| Given exercise 1 |
In the functor excerpt, what is the right adjoint of the Forget functor?

| Text excerpt |

--- --- ---

You can see what these functors are explicitly. Let me write $_R R_{\mathbb Z}$ for "$R$ as a left module" and $_{\mathbb Z} R _R$ for "$R$ as a right module". The $\operatorname{Forget}$ functor is (isomorphic to) the functor $\operatorname{Hom}_R({_R R_{\mathbb Z}},-)$ — this description makes it clearly continuous, and its left adjoint is $\operatorname{Free} \cong {_R R_{\mathbb Z}} \otimes_\mathbb Z (-)$. But we also have $\operatorname{Forget} \cong {_{\mathbb Z} R _R}\otimes_R (-)$, whence its right adjoint is $\operatorname{Cofree} \cong \operatorname{Hom}_{\mathbb Z}({_{\mathbb Z} R _R},-)$.

--- --- ---

| Input rows |
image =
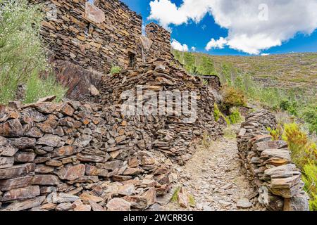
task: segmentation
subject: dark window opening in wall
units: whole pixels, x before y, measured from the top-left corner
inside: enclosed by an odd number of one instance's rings
[[[134,68],[136,64],[135,54],[129,52],[129,68]]]

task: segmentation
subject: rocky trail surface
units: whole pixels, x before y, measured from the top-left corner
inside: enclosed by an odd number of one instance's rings
[[[235,139],[222,138],[199,147],[185,166],[175,166],[178,179],[173,190],[158,199],[163,209],[186,210],[186,202],[182,207],[179,201],[170,200],[182,187],[190,196],[187,210],[263,210],[257,203],[256,192],[242,171],[237,153]]]

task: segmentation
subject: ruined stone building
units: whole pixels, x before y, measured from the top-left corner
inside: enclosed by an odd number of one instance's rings
[[[119,0],[30,0],[44,4],[41,34],[54,60],[107,73],[114,65],[133,68],[154,58],[170,60],[170,34]]]

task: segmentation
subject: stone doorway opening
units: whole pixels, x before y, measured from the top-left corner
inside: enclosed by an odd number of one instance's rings
[[[134,68],[136,64],[135,53],[129,52],[129,68]]]

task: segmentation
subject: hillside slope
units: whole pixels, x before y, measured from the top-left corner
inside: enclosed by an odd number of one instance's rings
[[[286,110],[317,132],[317,53],[267,56],[211,56],[173,50],[187,71],[213,75],[251,102]]]
[[[173,51],[178,58],[184,53]],[[317,53],[271,55],[266,56],[211,56],[192,53],[196,62],[208,57],[216,71],[224,64],[247,72],[261,83],[277,87],[317,87]],[[180,56],[180,57],[178,57]],[[186,56],[184,56],[186,58]],[[182,59],[180,60],[182,61]],[[182,62],[187,64],[186,59]],[[199,63],[199,62],[198,62]]]

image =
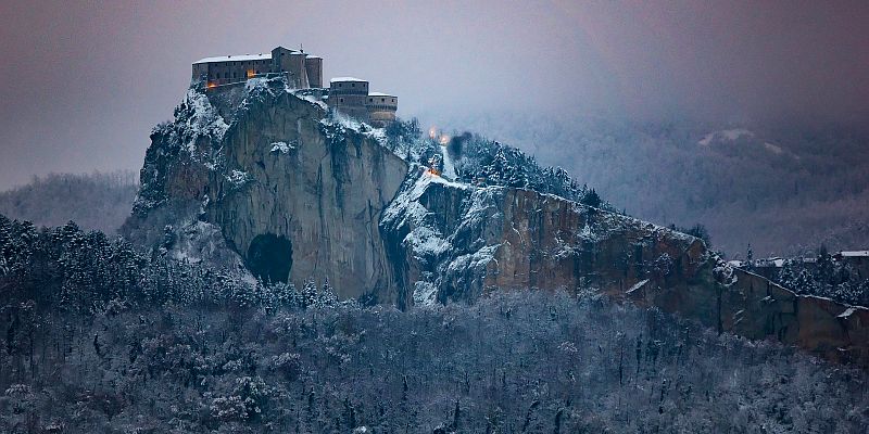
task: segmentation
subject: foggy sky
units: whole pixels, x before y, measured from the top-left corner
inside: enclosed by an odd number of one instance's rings
[[[176,2],[0,5],[0,189],[141,166],[190,64],[281,44],[399,115],[865,123],[869,3]],[[437,3],[437,4],[429,4]]]

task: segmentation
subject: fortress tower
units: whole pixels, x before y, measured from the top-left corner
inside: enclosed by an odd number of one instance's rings
[[[323,87],[323,58],[277,47],[269,54],[205,58],[193,63],[192,81],[206,88],[244,82],[249,78],[286,74],[295,89]]]
[[[368,81],[354,77],[336,77],[329,80],[330,107],[338,112],[368,122]]]

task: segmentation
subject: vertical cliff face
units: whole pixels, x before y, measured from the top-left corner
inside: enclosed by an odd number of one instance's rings
[[[279,79],[190,90],[151,135],[125,231],[263,280],[328,280],[342,298],[410,308],[495,289],[595,290],[869,366],[869,309],[799,297],[618,213],[430,175],[382,133]]]
[[[286,260],[290,281],[328,279],[344,297],[393,286],[378,222],[404,161],[288,92],[249,101],[224,146],[209,218],[254,271]]]
[[[342,297],[389,302],[378,221],[406,171],[375,130],[330,118],[281,80],[191,90],[152,133],[127,231],[154,242],[164,224],[204,220],[259,278],[328,280]]]
[[[715,258],[700,240],[531,190],[420,174],[387,209],[382,229],[406,258],[395,272],[408,304],[473,301],[493,288],[714,283]]]

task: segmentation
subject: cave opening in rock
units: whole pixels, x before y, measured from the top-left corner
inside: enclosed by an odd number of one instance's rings
[[[256,235],[248,248],[248,268],[264,282],[284,282],[292,268],[292,243],[274,233]]]

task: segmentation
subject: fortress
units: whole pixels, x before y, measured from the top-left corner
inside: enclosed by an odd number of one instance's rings
[[[323,58],[303,50],[277,47],[270,53],[205,58],[193,63],[191,81],[205,90],[243,84],[255,77],[284,75],[295,89],[317,90],[320,98],[339,113],[383,127],[395,120],[399,98],[382,92],[369,92],[368,81],[353,77],[337,77],[323,86]]]

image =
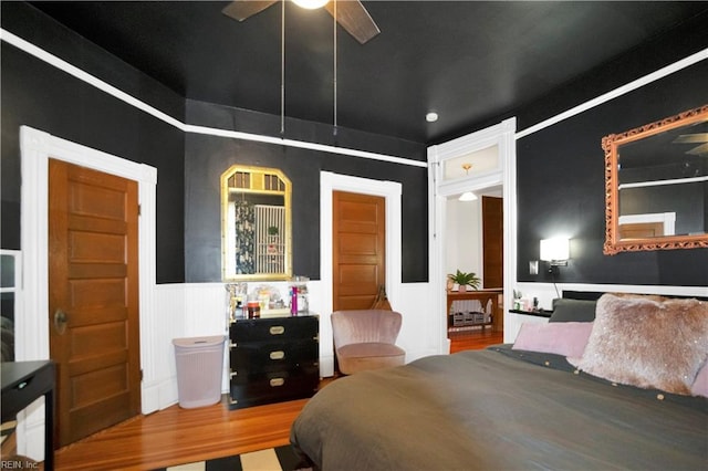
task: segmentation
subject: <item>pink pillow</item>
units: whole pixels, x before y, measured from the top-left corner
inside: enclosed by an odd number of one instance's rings
[[[708,363],[705,363],[698,370],[698,375],[696,375],[696,379],[694,380],[694,386],[690,387],[690,393],[694,396],[708,397]]]
[[[521,324],[512,349],[581,356],[593,329],[592,322]]]

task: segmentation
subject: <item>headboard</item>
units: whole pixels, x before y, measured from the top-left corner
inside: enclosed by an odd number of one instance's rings
[[[600,296],[602,296],[603,294],[605,293],[600,291],[563,291],[563,297],[568,300],[597,301]],[[662,294],[662,296],[676,297],[676,299],[696,299],[700,301],[708,301],[708,297],[706,296],[685,296],[685,295],[676,295],[676,294],[671,294],[671,295]]]

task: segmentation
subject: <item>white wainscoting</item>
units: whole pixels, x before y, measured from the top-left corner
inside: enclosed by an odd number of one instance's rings
[[[287,283],[270,283],[282,295]],[[249,291],[254,284],[249,284]],[[320,314],[320,375],[332,376],[334,352],[330,307],[321,281],[308,283],[310,310]],[[403,326],[397,344],[406,350],[406,362],[436,355],[441,352],[440,342],[431,332],[439,329],[442,310],[435,306],[429,283],[402,284],[389,297],[394,310],[403,314]],[[153,338],[145,347],[152,350],[149,364],[143,365],[143,412],[164,409],[178,401],[177,374],[173,339],[211,335],[228,336],[226,318],[227,292],[222,283],[160,284],[155,289],[155,315],[149,321]],[[142,346],[144,347],[144,346]],[[446,347],[446,346],[444,346]],[[146,358],[146,357],[144,357]],[[225,348],[222,393],[229,390],[228,348]]]

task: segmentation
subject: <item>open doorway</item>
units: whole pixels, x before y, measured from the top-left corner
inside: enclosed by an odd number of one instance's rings
[[[503,342],[503,198],[494,186],[473,200],[446,201],[446,273],[473,273],[472,286],[446,286],[450,353]],[[466,200],[467,199],[467,200]]]
[[[516,239],[516,208],[512,205],[514,132],[516,119],[511,118],[428,148],[434,242],[430,281],[440,293],[440,333],[450,352],[455,350],[450,333],[498,333],[496,343],[503,342],[503,306],[508,305],[516,279],[512,270],[516,263],[512,247]],[[459,201],[462,196],[468,201],[471,199],[471,203]],[[501,207],[500,213],[494,216],[497,231],[501,232],[501,240],[494,240],[497,252],[501,254],[501,273],[486,273],[494,270],[485,266],[485,197],[493,198],[496,207]],[[488,259],[490,257],[487,254]],[[460,294],[456,285],[448,286],[448,274],[457,270],[476,273],[479,284],[477,290],[470,290],[477,294]],[[454,305],[456,301],[462,305]]]

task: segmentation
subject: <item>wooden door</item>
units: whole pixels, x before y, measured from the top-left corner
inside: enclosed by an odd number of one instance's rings
[[[504,285],[503,200],[482,197],[483,287]]]
[[[366,310],[386,284],[386,200],[333,192],[333,307]]]
[[[50,159],[50,356],[60,447],[140,411],[137,184]]]

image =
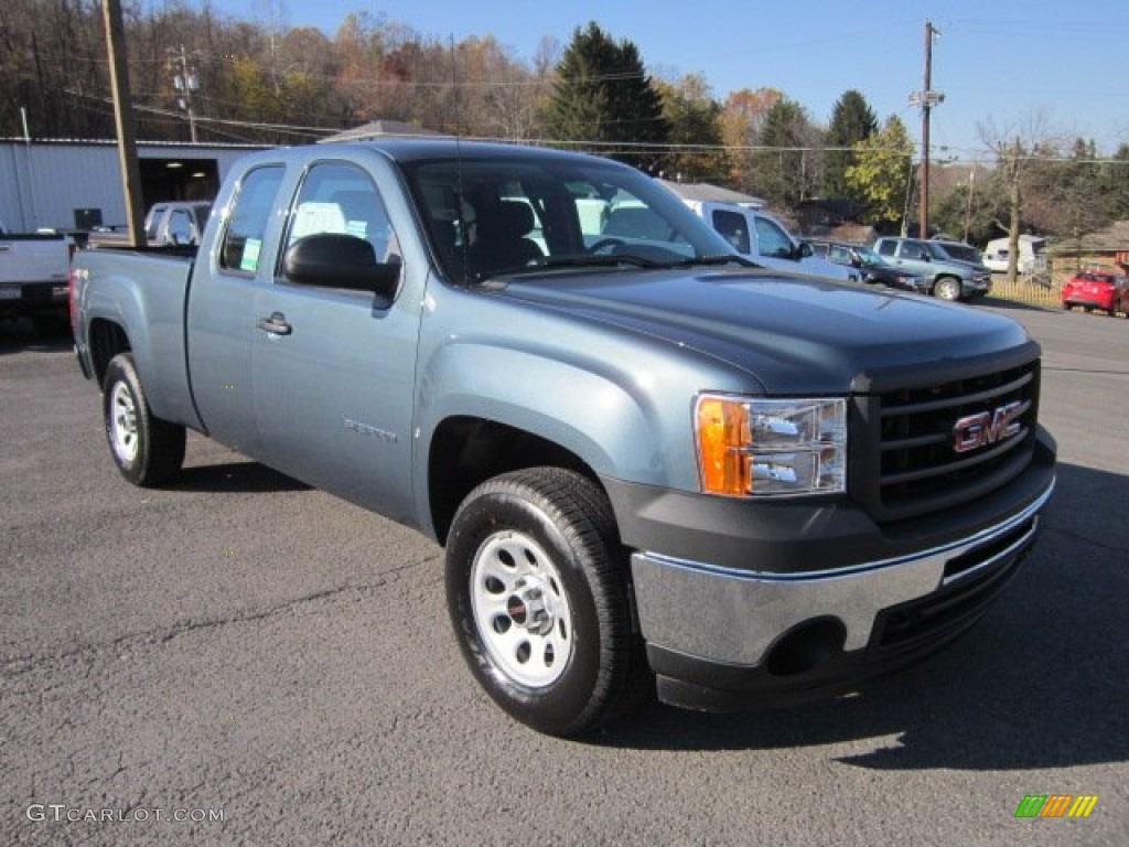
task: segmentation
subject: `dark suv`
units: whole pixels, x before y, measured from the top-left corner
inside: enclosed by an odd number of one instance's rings
[[[925,277],[894,268],[867,246],[848,242],[823,241],[808,242],[808,244],[812,245],[812,252],[815,255],[823,256],[835,264],[858,269],[863,274],[864,282],[882,283],[891,288],[929,294],[929,282]]]

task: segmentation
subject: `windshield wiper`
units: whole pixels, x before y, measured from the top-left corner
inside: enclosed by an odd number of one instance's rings
[[[609,253],[607,255],[545,256],[534,260],[528,268],[530,270],[540,268],[618,268],[621,264],[630,264],[636,268],[667,267],[665,262],[656,262],[654,259],[634,253]]]
[[[716,256],[697,256],[695,259],[683,259],[677,262],[672,262],[669,268],[697,268],[701,267],[719,267],[723,264],[739,264],[742,268],[763,268],[763,264],[756,264],[756,262],[745,259],[744,256],[738,256],[736,253],[724,253]]]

--- --- ---

| Given exercise 2 |
In the listing, from its first line through the line containing "[[[134,68],[136,64],[135,53],[129,52],[129,68]]]" (inclusive), change "stone" to "brick" and return only those lines with everything else unchanged. Leave the pictures out.

| Response 1 |
The right adjoint is $\operatorname{Cofree} \cong \operatorname{Hom}_{\mathbb Z}({_{\mathbb Z} R _R},-)$.

| Response 2 |
image =
task: segmentation
subject: dark window opening in wall
units: whole pixels, x before y, measured from the top-left corner
inside: enclosed by an odd number of one instance's rings
[[[134,68],[136,64],[135,54],[129,52],[129,68]]]

task: segmentation
subject: rocky trail surface
units: whole pixels, x before y, measured from the top-left corner
inside: enclosed by an odd number of one instance's rings
[[[235,139],[222,138],[199,147],[185,166],[175,166],[178,179],[173,190],[158,199],[163,209],[186,210],[186,202],[182,207],[179,201],[170,200],[182,187],[190,196],[187,210],[263,210],[257,203],[256,192],[242,171],[237,153]]]

task: segmentation
subject: ruined brick building
units: whole pixels, x before y, measured from the top-left corner
inside: enclosed by an odd number of one instance's rings
[[[119,0],[30,0],[44,4],[41,34],[54,60],[107,73],[114,65],[133,68],[154,58],[170,60],[170,34]]]

task: segmentation
subject: brick doorway opening
units: whole pixels, x before y, measured from the top-left corner
inside: enclosed by an odd number of one instance's rings
[[[134,68],[136,64],[135,53],[129,52],[129,68]]]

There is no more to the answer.